**Work request**. The records that follow should be copied out exactly, pictures excluded.

▼▼▼

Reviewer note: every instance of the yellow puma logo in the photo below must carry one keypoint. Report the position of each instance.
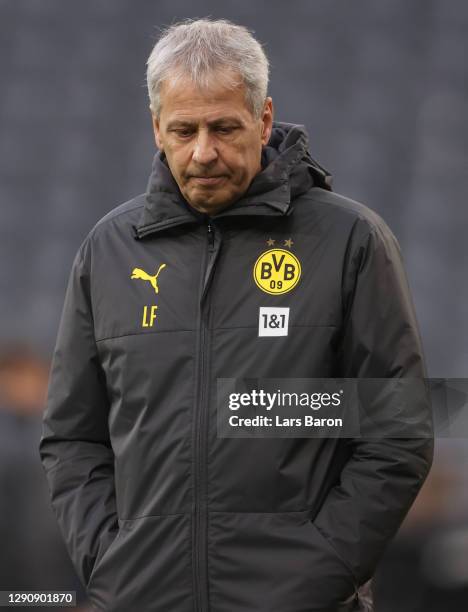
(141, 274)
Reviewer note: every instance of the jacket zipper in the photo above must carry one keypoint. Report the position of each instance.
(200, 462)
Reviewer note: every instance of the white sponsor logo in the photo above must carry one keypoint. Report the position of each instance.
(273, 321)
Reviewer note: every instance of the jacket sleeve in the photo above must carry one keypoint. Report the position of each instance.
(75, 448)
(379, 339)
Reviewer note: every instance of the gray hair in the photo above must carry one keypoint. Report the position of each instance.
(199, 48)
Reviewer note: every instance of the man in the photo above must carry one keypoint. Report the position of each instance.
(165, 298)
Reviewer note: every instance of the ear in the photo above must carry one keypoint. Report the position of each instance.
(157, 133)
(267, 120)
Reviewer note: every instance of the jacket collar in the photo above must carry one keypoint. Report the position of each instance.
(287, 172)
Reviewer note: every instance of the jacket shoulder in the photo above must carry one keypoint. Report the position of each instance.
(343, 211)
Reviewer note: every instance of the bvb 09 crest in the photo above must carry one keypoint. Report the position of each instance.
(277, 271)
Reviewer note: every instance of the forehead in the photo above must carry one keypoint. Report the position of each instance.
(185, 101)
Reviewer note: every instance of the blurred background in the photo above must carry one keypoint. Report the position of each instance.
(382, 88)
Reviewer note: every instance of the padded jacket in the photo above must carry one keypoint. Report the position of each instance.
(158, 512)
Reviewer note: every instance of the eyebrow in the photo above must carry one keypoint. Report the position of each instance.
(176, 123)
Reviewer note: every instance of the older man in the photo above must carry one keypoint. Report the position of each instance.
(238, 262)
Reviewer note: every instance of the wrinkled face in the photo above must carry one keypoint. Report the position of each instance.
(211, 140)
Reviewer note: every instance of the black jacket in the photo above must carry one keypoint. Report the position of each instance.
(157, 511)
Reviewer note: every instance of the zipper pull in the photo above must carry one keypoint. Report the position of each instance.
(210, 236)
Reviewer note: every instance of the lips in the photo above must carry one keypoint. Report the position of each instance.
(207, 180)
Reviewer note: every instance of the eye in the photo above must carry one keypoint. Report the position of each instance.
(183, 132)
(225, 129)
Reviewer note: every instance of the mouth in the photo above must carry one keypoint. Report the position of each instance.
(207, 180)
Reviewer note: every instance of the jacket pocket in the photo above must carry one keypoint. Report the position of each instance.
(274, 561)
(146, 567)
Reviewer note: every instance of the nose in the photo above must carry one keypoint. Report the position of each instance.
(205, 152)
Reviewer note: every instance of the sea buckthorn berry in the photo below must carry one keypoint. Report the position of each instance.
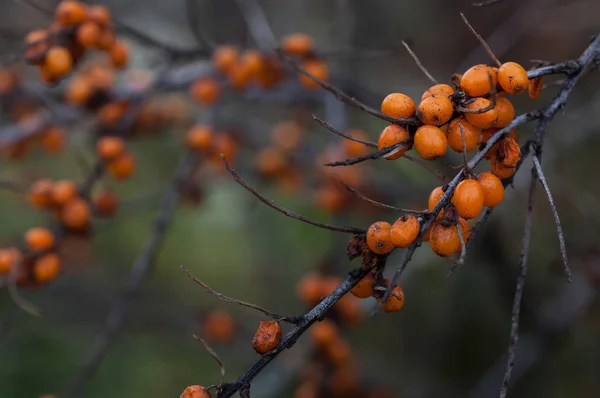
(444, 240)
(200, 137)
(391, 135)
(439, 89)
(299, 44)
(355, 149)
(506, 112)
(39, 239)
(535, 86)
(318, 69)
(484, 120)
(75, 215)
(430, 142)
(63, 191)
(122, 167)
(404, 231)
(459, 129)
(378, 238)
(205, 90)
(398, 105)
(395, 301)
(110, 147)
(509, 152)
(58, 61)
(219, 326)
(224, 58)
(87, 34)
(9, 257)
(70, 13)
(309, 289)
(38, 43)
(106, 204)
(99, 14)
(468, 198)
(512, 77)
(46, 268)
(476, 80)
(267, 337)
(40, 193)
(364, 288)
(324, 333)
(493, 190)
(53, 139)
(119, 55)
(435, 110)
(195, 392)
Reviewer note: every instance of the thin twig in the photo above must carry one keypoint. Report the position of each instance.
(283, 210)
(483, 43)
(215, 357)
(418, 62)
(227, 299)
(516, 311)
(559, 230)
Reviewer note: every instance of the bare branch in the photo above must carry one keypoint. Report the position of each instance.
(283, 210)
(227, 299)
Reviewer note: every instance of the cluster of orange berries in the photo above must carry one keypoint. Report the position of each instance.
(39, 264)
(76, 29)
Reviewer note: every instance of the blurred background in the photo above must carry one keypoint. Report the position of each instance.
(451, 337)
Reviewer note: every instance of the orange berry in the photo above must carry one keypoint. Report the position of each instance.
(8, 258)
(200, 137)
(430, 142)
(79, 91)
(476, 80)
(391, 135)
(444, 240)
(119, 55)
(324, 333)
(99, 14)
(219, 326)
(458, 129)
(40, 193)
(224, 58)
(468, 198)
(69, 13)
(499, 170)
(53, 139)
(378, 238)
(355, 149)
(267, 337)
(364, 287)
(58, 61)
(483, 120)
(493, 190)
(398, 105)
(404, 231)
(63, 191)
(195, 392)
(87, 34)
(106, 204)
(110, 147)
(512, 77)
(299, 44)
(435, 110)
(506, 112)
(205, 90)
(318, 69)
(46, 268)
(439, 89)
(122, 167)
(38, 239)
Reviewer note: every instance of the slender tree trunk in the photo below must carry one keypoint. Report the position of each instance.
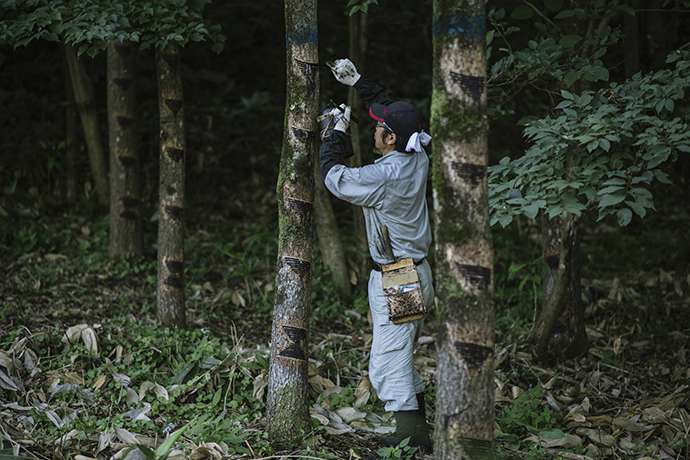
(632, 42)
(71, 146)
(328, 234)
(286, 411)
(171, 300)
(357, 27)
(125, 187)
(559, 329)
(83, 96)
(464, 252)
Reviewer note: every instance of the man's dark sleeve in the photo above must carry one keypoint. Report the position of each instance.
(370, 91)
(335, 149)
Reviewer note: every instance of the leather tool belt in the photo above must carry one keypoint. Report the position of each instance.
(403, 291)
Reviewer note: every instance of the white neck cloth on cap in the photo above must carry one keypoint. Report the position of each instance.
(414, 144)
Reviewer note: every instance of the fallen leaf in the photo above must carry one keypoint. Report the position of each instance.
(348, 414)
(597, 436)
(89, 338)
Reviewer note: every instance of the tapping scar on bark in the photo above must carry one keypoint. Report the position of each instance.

▲▲▲

**Answer space**.
Reviewer note: every instance of the yellow puma logo in the photo below must carry one keypoint. Report the position of each instance.
(141, 274)
Reviewer note: every instance of the jacket zipper in the photo above must carry one keypoint. Report the position of each instance.
(200, 462)
Reviewer note: every instance of the white sponsor logo in the photo above must carry one keypoint. Report the position of each instance.
(273, 321)
Reviewer note: every instance of the jacket sleeve in the photo above must carry one keypoint. Report the position of each instance.
(75, 448)
(379, 339)
Reviewer note: every instance of the gray hair in the photo above must carry one keypoint. Report the position of each instance.
(199, 48)
Reviewer note: every instance of the man in the photo above must carry one keypoint. Report the position of each instance.
(165, 298)
Reviewer note: every instance of the ear in the photo above must carry one keypoint. Report the position of each instance.
(157, 133)
(267, 120)
Reviewer note: every instance of the jacket collar in the photo above must carry one keypoint. Report the position of each instance.
(287, 172)
Reviewer note: every instance of the jacket shoulder in the photo above must carry one keypoint. Report the position of each instance.
(343, 211)
Reviewer note: every instance of the bvb 09 crest in the photo above must carry one keypoint. Report the position of each instance.
(277, 271)
Reviewer note: every instance of the forehead in the photo above must carry one keypoint. Report the position of each instance.
(185, 101)
Reviewer note: every instance of the blurred background in the photo above must carry one keypoint. Report the position of each instance.
(382, 88)
Reviewer note: every instance of the padded jacket in the photo above must carry one keypoint. Report the position of each instance.
(158, 512)
Reviewer note: every instance of the eyebrow in the photo above must carry one keypoint. Report the position of each instance.
(176, 123)
Reviewer note: every instance of the older man in the photo above must carry one keypoint. Report the position of each instance.
(238, 262)
Reviewer note: every instance of the wrinkled face in the photo above must carry one keypoint. Report the position of each instance.
(211, 140)
Reviewer note: every instance of the black jacket in the photo above must carry one keypoint. Report the position of each instance.
(157, 511)
Reviewer note: every instance of the zipper pull in the photo above must carry one keypoint. Report the position of each instance.
(210, 236)
Reviewer note: every instance of the lips in the photo above must carry one keypoint. Report the position of each instance.
(207, 180)
Reviewer note: every instance of the eye in the photo above must carry one keypoint. Report the position of each instance.
(183, 132)
(225, 129)
Reviewer note: every instance of the mouth in the photo above must carry one keypoint. Report the position of each instance.
(207, 180)
Reviewer note: every instance of the jacket pocket in the photo above must carry one keypoint. Report the position of each instance.
(274, 561)
(146, 567)
Reviewer note: every instance of the nose in the photo above must carry one keypoint. Report the position of each instance.
(205, 152)
Reviewer note: every instance of the sea buckthorn berry in the photo below must carry one keypoint. Report the position of each instance.
(444, 240)
(200, 137)
(391, 135)
(439, 89)
(299, 44)
(355, 149)
(506, 112)
(39, 239)
(535, 86)
(318, 69)
(484, 120)
(75, 215)
(430, 142)
(63, 191)
(122, 167)
(404, 231)
(459, 129)
(378, 238)
(205, 90)
(398, 105)
(395, 301)
(110, 147)
(509, 152)
(58, 61)
(219, 326)
(224, 58)
(87, 34)
(9, 257)
(70, 13)
(309, 289)
(38, 43)
(106, 204)
(99, 14)
(468, 198)
(512, 77)
(46, 268)
(476, 80)
(267, 337)
(40, 193)
(364, 288)
(324, 333)
(493, 190)
(53, 139)
(119, 55)
(435, 110)
(195, 392)
Reviewer note: every instance of the thin twig in the photo above must carry one keypoint. Report the position of each instance.
(283, 210)
(483, 43)
(215, 357)
(418, 62)
(227, 299)
(516, 311)
(559, 230)
Reviewer note: every instance of the bare branch in the photo above must carry one keypoint. Report the position of each instance.
(283, 210)
(227, 299)
Reviewer note: every instance of the cluster of orange berries in the photo above must carry one keypoint. Report the position of each instance.
(39, 264)
(76, 29)
Reviewer note: every instance of the blurred background in the photo above must carry one keypoint. Report the position of each instance.
(451, 337)
Reviewer note: every instance of the orange berry in the photo above must carry one keypoint. Report the position of each instance.
(8, 258)
(200, 137)
(430, 142)
(79, 91)
(476, 80)
(391, 135)
(444, 240)
(119, 55)
(324, 333)
(99, 14)
(219, 326)
(458, 129)
(40, 193)
(224, 58)
(468, 198)
(69, 13)
(499, 170)
(53, 139)
(378, 238)
(355, 149)
(267, 337)
(364, 287)
(58, 61)
(483, 120)
(493, 190)
(398, 105)
(404, 231)
(63, 191)
(195, 392)
(87, 34)
(106, 204)
(110, 147)
(512, 77)
(299, 44)
(435, 110)
(506, 112)
(205, 90)
(318, 69)
(46, 268)
(439, 89)
(122, 167)
(38, 239)
Reviewer note: every instance of the slender tree trunk in the photo below must carry one keypoint. Report the position of each instance.
(632, 42)
(71, 146)
(328, 234)
(286, 411)
(171, 300)
(357, 27)
(125, 187)
(559, 329)
(83, 96)
(464, 252)
Reviewer note: every instance of the man's dark sleeve in the photo above must carry one keypoint. Report the position of each instance.
(370, 91)
(335, 149)
Reviewer note: every instance of the leather tool belt in the photo above must carry one keypoint. Report the position of each instance.
(403, 291)
Reviewer note: every instance of the white neck cloth on cap in the photo above must carry one keypoint. Report the position of each instance.
(414, 144)
Reviewer note: every instance of the fallen leaf in the photo above must carry one keypoint. Report the position of each instance.
(348, 414)
(597, 436)
(89, 338)
Reviewer note: every instance of the tapping scar on bark in the photo above must carry one keypoint. Report the position of each instance.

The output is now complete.